### TEXT SHOWN:
— start —
The benchmark index in Frankfurt gained 0.3 per cent in early trade, putting it less than 100 points off the 16,290 high set in November 2021, as investors were encouraged by further signs that inflation was cooling.

The country’s producer price index for April showed that the annual rate of inflation had fallen to 4.1 per cent compared with 6.7 per cent in March. The reading was 0.1 percentage points higher than the forecast of economists polled by Reuters.

Europe’s region-wide Stoxx 600 rose 0.4 per cent while London’s FTSE 100 added 0.3 per cent at the market open.

Traders also took their cue from Wall Street’s gains in the previous session, which followed the announcement that policymakers in Washington could vote on a bill to raise the US debt ceiling as early as next week, averting default ahead of the June 1 deadline.

Investors were also preparing for public speeches from the European Central Bank president Christine Lagarde and board member Isabel Schnabel, who could offer an indication of the path for the eurozone’s interest rates as they appear at separate events later in the day.

The central bank slowed the pace of its rate increases this month, lifting its deposit rate by a quarter-percentage point to 3.25 per cent and saying it had more ground to cover.
— end —
### GIVEN REQUEST 1:
Repeat the market report word for word, from "The benchmark index" up to and including "polled by Reuters.".
### GIVEN REQUEST 2:
In the market report, what deposit rate did the central bank set this month?
### GIVEN REQUEST 3:
Take the market report further, picking up after its final sentence.
The material that comes next is separate from the market report.

### ROWS:
— start —
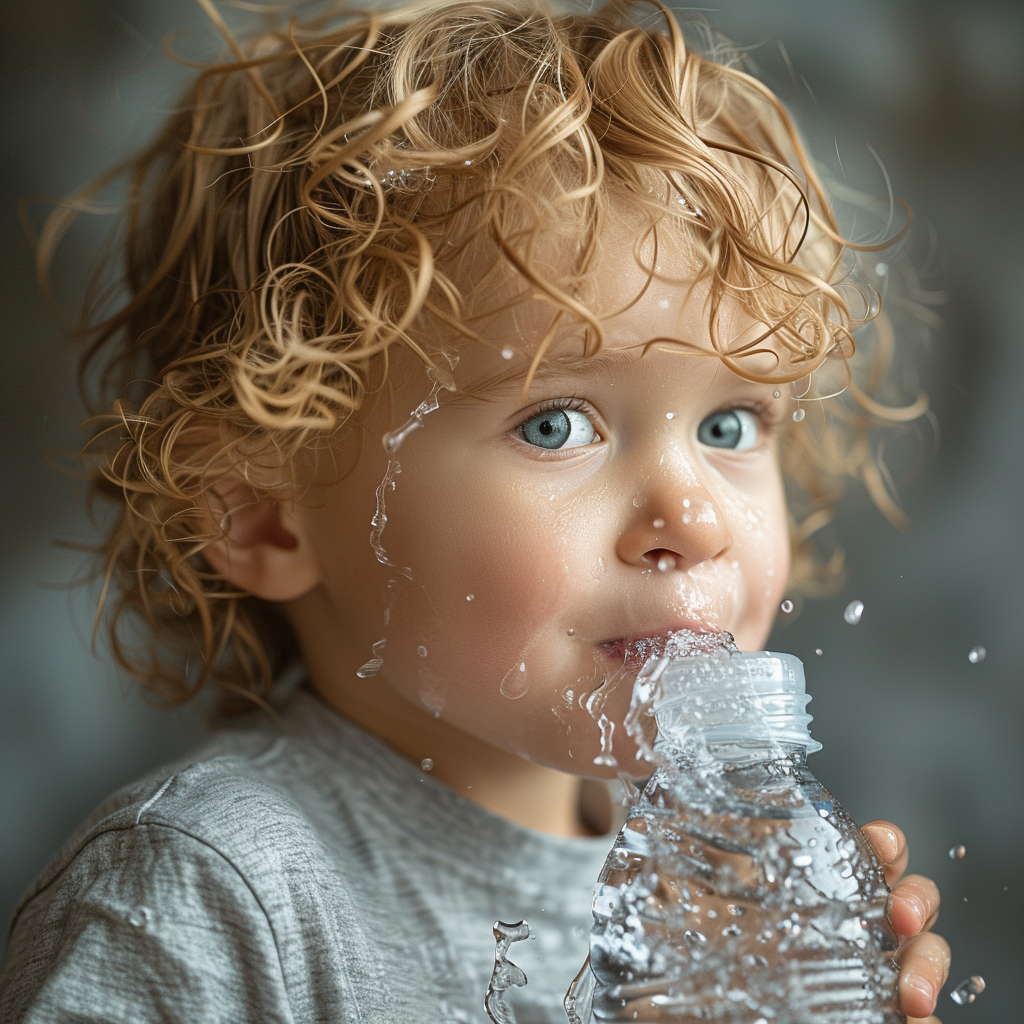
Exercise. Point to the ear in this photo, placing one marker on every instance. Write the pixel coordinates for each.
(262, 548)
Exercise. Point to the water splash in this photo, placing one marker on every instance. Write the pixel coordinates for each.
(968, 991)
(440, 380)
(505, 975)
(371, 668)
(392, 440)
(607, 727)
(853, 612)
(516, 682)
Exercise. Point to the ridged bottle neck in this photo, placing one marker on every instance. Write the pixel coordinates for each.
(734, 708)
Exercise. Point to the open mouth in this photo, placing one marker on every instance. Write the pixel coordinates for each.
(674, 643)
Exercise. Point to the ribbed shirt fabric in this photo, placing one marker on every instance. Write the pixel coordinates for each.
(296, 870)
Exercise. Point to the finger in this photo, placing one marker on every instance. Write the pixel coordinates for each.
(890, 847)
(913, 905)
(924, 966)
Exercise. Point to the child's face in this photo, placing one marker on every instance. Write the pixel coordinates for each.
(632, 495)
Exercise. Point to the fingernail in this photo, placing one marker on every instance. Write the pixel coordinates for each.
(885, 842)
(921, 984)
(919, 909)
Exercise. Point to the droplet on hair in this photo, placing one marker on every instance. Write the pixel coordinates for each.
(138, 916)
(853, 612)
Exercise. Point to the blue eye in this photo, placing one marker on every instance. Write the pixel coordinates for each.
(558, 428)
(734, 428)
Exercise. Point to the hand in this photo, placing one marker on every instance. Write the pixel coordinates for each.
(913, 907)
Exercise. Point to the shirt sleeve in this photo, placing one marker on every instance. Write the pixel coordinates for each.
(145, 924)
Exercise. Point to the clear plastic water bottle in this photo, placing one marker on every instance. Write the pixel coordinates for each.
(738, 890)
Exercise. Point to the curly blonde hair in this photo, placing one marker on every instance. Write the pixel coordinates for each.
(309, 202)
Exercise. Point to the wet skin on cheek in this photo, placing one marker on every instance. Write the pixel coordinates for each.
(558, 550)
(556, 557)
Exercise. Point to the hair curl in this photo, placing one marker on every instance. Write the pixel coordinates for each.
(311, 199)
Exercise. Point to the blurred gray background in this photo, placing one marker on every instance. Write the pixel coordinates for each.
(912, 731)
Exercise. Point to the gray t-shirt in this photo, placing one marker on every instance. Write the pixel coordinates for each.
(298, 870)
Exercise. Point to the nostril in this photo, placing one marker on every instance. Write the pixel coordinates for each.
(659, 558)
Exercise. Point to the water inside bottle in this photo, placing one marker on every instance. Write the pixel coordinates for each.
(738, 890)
— end —
— start —
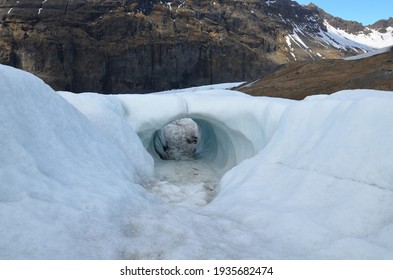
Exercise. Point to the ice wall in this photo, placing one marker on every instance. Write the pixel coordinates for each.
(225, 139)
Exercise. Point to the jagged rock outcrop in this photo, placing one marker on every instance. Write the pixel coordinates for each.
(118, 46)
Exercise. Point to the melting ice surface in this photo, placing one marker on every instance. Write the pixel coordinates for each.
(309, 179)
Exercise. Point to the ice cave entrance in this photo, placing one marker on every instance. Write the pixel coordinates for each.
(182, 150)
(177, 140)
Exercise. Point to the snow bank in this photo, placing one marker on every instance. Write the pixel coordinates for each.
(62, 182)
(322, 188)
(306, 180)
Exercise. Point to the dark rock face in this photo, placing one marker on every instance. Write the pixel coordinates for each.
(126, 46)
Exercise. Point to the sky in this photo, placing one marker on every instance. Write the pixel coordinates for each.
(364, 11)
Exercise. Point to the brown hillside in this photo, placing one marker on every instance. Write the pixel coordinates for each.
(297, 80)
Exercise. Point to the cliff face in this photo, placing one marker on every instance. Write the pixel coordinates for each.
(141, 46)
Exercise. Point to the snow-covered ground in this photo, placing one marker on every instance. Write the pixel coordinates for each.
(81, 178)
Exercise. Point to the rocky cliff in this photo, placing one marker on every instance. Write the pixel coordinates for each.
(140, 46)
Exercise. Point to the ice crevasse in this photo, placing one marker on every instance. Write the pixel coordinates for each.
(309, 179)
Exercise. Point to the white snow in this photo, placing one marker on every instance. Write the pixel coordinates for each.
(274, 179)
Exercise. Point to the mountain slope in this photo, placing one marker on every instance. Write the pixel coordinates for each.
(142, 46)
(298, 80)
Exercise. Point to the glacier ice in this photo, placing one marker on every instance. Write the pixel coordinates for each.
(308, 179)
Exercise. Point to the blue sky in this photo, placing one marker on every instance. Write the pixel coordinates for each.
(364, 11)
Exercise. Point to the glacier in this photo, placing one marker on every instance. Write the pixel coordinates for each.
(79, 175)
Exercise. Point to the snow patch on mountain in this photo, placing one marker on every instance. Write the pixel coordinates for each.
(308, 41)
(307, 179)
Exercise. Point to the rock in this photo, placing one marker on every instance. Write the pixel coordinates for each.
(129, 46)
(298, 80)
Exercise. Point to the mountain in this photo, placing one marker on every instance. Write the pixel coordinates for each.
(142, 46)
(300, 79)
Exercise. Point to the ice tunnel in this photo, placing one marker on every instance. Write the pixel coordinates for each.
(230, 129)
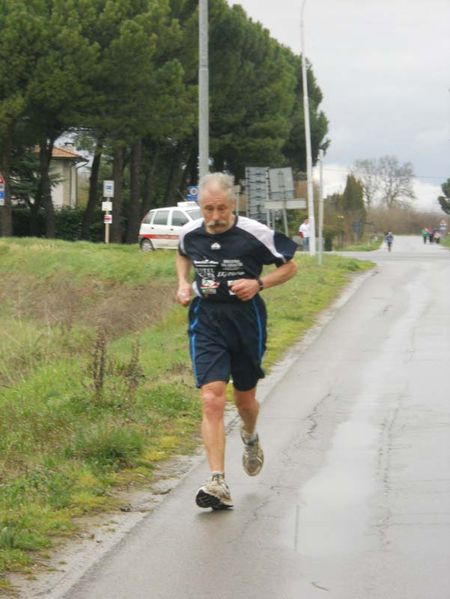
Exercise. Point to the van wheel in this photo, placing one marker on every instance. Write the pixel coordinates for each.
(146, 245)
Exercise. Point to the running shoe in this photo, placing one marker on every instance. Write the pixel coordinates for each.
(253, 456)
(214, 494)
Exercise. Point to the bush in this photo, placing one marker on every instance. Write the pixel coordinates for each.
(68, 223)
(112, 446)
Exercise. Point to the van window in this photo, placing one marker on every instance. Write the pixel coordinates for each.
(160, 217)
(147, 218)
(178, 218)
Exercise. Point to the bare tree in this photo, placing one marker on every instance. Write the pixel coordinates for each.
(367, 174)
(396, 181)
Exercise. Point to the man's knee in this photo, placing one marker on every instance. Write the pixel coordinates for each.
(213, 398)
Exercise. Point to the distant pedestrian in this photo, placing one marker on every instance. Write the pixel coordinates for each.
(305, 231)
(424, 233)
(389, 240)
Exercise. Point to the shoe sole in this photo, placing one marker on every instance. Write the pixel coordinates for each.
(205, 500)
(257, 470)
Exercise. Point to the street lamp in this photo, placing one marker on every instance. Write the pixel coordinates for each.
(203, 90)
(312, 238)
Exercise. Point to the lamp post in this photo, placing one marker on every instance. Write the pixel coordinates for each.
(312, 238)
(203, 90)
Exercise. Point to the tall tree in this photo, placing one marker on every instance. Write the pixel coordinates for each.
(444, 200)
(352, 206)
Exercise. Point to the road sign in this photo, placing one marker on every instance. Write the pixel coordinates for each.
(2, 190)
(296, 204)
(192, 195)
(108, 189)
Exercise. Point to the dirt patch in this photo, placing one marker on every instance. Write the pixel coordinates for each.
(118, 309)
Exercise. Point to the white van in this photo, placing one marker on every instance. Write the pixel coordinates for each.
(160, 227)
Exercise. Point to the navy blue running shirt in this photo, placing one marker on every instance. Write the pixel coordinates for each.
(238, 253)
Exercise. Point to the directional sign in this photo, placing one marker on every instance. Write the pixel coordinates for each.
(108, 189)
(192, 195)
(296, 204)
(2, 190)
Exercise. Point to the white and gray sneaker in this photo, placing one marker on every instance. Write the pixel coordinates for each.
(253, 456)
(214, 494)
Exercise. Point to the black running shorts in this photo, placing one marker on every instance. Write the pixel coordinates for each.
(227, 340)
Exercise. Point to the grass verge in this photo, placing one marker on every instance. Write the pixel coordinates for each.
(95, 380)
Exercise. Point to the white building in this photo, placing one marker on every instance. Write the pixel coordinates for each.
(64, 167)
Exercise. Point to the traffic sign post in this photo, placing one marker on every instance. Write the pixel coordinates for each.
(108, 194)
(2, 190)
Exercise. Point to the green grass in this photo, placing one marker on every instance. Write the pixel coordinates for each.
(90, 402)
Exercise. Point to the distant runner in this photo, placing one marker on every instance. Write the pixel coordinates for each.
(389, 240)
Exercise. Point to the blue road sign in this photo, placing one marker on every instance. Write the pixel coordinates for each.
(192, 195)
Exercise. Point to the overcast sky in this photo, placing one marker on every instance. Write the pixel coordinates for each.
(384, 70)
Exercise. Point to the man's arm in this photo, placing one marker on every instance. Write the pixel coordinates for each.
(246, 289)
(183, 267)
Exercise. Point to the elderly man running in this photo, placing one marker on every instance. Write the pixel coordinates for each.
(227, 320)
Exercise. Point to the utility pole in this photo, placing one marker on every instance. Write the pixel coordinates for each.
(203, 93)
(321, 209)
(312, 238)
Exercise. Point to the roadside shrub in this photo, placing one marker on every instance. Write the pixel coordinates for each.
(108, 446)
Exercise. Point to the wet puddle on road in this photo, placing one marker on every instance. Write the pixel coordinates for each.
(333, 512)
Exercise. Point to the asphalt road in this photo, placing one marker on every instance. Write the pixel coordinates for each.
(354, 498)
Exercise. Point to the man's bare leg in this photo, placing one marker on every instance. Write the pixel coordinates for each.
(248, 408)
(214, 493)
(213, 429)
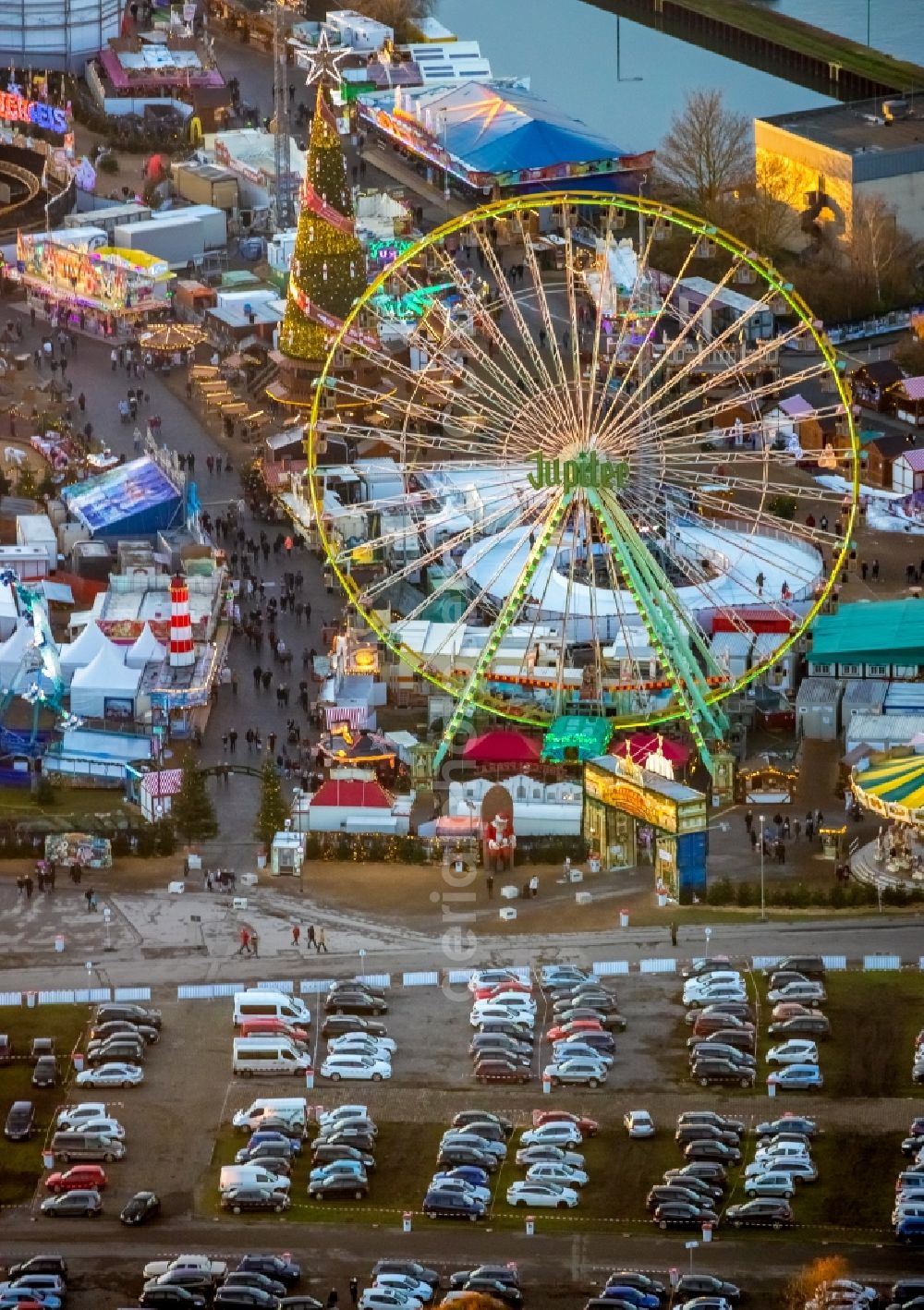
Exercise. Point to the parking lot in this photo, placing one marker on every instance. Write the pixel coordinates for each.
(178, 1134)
— end —
### TASK ANSWER 1:
The benchmark index in Frankfurt gained 0.3 per cent in early trade, putting it less than 100 points off the 16,290 high set in November 2021, as investors were encouraged by further signs that inflation was cooling.

The country’s producer price index for April showed that the annual rate of inflation had fallen to 4.1 per cent compared with 6.7 per cent in March. The reading was 0.1 percentage points higher than the forecast of economists polled by Reuters.

### TASK ANSWER 2:
3.25 percent.

### TASK ANSWER 3:
Federal Reserve chair Jay Powell and the Bank of England’s Jonathan Haskel are also set to speak on Friday.

Contracts tracking Wall Street’s benchmark S&P 500 and those tracking the tech-heavy Nasdaq 100 were flat ahead of the New York open.

The yield on interest rate-sensitive two-year Treasury notes was down 0.05 percentage points to 4.23 per cent. The yield on the benchmark 10-year note lost 0.02 percentage points to 3.63 per cent. Bond yields rise when prices fall.

The dollar index, which tracks the currency against a basket of six peers, fell 0.2 per cent.

Asian stocks were down, as pessimism over the tech sector stopped the US rally from spreading to the region.

Hong Kong’s Hang Seng index retreated 1.5 per cent, while China’s benchmark CSI 300 stock dropped 0.3 per cent, after weak third-quarter results from tech giant Alibaba damped investor sentiment.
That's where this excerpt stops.